**** EXCERPTED RECORDS

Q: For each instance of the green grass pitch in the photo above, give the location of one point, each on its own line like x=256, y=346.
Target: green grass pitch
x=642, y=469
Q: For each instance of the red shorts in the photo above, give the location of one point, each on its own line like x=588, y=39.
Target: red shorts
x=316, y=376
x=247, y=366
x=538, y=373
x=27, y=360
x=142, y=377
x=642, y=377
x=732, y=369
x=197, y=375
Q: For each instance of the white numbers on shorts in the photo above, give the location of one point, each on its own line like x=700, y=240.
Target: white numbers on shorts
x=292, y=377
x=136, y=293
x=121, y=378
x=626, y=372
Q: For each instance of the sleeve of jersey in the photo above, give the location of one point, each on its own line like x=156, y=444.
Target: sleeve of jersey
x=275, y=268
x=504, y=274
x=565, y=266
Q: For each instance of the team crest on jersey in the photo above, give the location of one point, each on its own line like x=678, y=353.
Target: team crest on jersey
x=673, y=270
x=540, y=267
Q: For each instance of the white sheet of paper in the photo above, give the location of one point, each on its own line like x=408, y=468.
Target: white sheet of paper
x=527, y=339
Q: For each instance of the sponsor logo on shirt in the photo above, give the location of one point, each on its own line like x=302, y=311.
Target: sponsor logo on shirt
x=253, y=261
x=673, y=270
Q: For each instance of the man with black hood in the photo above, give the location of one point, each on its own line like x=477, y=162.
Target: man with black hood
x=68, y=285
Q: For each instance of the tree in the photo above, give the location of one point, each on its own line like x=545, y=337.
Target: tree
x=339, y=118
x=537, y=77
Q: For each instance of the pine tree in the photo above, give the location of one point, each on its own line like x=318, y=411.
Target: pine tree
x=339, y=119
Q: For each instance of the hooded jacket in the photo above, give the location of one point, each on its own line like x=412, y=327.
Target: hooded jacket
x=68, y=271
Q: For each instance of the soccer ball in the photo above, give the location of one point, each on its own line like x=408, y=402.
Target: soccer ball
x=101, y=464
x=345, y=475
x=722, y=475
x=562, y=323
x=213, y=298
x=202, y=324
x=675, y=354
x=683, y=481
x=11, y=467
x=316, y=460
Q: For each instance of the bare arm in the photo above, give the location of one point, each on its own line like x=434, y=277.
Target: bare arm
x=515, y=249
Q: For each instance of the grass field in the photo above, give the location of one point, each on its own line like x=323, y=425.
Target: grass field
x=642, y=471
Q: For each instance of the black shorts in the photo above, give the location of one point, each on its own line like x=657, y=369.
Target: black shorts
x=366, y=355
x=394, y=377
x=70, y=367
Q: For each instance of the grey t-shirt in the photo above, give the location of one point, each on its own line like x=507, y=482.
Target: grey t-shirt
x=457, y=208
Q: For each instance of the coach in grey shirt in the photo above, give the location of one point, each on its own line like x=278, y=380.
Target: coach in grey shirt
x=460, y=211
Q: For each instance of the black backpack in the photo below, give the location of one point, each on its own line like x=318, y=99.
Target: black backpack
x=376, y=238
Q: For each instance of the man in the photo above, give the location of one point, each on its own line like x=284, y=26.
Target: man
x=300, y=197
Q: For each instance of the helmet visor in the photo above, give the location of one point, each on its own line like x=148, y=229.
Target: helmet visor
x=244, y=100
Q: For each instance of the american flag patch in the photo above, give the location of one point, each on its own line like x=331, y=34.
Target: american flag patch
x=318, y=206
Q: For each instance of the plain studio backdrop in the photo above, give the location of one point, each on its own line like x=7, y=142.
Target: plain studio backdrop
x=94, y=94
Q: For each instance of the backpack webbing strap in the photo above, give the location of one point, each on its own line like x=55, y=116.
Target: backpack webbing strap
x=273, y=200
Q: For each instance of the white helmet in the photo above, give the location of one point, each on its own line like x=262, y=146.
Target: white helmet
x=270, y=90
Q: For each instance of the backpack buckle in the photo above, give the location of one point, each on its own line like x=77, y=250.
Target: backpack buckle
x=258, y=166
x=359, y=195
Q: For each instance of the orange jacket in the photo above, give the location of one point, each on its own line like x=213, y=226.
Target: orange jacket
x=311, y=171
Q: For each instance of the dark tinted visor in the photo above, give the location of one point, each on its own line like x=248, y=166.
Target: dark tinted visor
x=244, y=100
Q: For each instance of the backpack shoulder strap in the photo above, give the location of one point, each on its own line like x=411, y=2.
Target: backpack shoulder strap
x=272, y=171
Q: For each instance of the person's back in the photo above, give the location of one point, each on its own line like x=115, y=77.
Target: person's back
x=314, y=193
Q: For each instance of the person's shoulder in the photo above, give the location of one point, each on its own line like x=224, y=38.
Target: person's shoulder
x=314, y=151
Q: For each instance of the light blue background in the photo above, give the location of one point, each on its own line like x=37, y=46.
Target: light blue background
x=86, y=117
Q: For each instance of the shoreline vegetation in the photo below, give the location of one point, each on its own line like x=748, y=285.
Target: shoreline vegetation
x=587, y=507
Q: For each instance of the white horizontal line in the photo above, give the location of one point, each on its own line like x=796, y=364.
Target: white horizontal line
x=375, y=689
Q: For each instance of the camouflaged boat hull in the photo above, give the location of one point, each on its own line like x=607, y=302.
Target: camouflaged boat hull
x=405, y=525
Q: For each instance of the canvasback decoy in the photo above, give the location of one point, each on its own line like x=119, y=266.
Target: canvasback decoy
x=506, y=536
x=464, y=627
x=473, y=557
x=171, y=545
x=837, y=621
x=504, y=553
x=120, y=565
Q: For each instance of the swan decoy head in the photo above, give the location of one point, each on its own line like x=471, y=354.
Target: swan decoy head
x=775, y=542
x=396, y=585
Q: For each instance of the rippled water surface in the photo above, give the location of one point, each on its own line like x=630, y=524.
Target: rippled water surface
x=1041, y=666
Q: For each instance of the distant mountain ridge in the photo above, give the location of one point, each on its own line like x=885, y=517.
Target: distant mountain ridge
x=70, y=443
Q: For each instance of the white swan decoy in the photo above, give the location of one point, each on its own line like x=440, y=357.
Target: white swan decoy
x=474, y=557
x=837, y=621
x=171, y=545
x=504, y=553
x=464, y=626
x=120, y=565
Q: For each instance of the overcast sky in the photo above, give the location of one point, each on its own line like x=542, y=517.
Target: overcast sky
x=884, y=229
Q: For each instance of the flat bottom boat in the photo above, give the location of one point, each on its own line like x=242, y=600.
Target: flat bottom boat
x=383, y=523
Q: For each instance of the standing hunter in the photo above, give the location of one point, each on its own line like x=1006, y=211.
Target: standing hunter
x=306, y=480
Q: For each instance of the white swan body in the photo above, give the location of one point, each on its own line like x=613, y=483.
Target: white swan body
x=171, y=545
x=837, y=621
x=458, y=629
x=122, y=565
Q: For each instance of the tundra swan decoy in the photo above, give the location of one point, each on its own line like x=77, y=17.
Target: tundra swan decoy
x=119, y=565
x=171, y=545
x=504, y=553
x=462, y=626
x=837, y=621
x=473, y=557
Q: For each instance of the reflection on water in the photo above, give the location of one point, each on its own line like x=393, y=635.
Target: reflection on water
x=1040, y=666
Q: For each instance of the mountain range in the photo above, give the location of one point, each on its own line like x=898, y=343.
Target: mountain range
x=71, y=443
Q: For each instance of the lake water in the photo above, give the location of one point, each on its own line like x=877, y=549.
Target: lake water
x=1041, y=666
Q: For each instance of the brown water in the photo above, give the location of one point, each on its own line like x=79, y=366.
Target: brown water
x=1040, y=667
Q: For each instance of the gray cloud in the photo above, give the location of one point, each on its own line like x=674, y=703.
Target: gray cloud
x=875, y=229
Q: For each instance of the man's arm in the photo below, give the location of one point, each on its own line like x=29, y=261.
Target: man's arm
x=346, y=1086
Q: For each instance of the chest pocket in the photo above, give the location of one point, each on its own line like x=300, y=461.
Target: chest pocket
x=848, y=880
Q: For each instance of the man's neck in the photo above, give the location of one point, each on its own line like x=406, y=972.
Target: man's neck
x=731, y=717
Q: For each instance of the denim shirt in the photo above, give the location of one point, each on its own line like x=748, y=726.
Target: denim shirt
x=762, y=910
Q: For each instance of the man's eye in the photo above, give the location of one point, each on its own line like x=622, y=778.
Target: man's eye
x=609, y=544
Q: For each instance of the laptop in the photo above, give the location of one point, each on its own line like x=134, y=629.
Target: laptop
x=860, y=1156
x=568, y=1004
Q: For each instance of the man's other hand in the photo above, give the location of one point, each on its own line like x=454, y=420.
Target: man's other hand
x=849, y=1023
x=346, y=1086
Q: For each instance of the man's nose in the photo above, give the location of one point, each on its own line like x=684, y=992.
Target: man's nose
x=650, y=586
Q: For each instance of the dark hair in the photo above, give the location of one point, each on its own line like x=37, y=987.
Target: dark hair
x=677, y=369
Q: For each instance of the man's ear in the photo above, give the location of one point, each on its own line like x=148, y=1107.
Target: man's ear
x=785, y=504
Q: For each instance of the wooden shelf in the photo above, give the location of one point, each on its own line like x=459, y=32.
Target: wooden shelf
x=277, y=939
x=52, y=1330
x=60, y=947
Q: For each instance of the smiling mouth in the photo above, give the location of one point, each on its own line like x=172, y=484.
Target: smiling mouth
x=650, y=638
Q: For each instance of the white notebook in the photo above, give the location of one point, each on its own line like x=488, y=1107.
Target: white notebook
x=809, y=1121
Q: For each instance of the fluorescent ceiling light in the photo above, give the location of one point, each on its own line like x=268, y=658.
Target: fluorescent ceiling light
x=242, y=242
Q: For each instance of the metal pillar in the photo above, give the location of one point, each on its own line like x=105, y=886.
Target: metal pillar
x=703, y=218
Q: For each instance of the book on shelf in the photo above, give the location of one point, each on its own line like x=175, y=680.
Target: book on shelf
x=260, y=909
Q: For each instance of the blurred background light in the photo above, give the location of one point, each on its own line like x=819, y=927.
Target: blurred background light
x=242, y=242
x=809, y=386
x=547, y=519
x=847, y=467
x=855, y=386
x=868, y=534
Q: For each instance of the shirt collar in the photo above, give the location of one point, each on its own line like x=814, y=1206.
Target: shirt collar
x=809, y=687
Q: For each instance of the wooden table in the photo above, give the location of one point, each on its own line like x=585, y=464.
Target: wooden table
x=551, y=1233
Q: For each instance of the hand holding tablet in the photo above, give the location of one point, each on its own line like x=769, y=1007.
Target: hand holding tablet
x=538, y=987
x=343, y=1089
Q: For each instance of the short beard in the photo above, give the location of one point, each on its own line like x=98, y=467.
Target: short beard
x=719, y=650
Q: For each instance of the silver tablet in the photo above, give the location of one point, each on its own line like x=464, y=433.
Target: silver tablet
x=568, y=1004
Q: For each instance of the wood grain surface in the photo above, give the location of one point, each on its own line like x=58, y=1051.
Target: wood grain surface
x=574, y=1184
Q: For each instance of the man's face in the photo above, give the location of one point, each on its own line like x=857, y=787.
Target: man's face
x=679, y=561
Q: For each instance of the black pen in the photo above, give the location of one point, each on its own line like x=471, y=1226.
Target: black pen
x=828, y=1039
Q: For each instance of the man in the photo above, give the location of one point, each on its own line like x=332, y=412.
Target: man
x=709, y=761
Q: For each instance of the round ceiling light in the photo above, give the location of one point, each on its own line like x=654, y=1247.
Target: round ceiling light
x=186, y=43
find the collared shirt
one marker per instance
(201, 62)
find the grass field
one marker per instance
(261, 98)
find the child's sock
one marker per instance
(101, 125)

********

— WORK INSTRUCTIONS —
Take each line above that holds the string "find" and copy it.

— TASK ANSWER —
find the collared shirt
find the grass field
find the child's sock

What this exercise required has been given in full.